**Directive:**
Add 67 to every bounding box coordinate in the lines from the one containing "Where is the sky" down to the one containing "[0,0,112,43]", both included, and write all of those lines out again.

[Part of a data file]
■ ■ ■

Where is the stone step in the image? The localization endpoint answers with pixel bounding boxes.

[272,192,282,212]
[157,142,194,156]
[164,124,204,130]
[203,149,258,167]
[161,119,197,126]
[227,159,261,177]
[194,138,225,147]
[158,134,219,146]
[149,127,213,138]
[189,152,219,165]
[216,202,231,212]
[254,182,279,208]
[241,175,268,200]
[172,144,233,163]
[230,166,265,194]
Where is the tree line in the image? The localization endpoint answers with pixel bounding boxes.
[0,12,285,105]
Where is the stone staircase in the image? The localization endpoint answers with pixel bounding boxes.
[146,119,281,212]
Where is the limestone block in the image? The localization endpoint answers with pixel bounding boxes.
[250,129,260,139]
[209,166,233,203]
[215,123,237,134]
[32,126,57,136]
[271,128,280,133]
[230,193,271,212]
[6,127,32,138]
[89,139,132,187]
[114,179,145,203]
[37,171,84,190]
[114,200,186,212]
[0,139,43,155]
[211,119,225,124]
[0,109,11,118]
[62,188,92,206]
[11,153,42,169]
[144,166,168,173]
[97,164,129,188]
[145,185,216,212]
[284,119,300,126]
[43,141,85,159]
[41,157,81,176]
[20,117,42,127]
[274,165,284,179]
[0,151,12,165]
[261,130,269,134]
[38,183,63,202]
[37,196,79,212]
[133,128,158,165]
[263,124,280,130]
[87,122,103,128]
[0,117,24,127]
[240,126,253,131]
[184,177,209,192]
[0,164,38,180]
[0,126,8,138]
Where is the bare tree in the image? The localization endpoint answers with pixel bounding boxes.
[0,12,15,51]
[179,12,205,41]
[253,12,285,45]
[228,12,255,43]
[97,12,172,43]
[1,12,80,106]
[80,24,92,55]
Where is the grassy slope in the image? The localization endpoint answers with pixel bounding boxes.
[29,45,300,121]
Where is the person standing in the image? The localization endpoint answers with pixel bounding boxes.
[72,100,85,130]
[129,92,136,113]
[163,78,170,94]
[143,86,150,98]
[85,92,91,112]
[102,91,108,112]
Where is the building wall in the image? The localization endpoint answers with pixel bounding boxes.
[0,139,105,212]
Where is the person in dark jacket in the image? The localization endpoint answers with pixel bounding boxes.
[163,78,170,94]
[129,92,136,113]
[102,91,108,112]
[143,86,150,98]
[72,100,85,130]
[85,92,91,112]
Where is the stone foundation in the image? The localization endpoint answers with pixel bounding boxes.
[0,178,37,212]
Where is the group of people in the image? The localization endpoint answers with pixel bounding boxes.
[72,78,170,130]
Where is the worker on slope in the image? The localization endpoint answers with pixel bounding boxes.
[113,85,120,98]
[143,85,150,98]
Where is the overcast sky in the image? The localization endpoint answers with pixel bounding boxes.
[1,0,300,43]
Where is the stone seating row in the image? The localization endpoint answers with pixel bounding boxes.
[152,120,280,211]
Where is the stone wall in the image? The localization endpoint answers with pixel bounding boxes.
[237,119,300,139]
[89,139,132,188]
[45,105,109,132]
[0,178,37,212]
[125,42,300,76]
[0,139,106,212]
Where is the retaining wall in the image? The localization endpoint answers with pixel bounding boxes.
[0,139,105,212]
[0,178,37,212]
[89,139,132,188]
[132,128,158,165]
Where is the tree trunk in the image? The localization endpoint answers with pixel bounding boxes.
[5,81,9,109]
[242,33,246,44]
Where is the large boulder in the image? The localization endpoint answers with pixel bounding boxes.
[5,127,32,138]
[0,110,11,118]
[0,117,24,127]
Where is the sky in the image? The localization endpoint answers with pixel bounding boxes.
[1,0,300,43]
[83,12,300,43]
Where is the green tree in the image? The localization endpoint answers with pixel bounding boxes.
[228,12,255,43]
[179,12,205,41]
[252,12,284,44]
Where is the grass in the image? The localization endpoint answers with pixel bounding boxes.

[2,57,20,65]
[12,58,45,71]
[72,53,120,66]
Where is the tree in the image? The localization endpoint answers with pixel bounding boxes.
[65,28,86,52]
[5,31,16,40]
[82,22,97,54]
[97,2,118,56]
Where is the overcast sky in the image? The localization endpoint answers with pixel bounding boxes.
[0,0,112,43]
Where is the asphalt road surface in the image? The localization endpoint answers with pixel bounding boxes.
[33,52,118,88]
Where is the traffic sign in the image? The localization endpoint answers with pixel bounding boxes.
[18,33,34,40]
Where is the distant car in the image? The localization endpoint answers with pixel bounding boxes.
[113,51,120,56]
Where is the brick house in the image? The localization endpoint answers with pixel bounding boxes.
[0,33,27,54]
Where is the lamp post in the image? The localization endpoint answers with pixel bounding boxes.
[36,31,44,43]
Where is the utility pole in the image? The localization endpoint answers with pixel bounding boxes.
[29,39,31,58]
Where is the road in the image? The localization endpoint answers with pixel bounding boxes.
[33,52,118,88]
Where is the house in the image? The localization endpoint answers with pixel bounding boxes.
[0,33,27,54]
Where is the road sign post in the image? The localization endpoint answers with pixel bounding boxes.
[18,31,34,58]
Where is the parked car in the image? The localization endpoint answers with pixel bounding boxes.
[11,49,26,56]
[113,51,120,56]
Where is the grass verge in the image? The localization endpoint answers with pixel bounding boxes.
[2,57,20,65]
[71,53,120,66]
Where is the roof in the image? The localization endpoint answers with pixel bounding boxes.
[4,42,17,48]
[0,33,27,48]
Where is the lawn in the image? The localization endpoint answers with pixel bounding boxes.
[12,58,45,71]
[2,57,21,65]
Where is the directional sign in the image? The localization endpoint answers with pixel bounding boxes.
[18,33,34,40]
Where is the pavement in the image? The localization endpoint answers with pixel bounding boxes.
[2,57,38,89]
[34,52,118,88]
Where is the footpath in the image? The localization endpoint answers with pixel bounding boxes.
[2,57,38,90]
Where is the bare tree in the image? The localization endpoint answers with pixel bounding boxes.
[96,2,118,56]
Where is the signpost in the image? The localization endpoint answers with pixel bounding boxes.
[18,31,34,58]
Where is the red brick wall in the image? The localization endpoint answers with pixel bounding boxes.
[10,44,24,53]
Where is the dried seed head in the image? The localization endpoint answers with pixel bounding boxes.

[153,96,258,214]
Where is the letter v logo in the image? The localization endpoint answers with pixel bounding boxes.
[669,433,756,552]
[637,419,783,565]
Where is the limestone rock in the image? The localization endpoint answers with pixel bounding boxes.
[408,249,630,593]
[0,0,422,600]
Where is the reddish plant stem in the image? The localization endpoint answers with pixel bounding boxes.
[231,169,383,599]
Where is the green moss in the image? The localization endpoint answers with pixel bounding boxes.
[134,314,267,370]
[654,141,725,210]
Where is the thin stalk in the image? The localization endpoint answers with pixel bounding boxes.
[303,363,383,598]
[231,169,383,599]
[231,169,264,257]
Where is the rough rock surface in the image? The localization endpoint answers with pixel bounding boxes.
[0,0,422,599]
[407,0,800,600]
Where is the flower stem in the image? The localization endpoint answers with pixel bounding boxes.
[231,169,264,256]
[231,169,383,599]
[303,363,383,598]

■ ■ ■

**Solution for this problem:**
Where is the sky in the image? The localization endpoint answers with pixel bounding boxes.
[68,67,367,110]
[150,79,367,110]
Where is the green tree in the image? The localization endpoint answers with pixel bounding boxes.
[295,79,322,110]
[246,79,272,108]
[319,79,351,111]
Where is the grass in the image? The localization endpoint answers with pixel bounding boxes.

[69,124,87,132]
[79,125,112,138]
[139,120,187,133]
Where is the tree in the image? The localization endpoint answers with pixel bounding boxes.
[132,95,153,119]
[72,98,83,107]
[149,89,164,121]
[164,69,185,123]
Where is the overcast sky in the image? The localization endpoint answers with pixel bounding boxes.
[67,67,179,110]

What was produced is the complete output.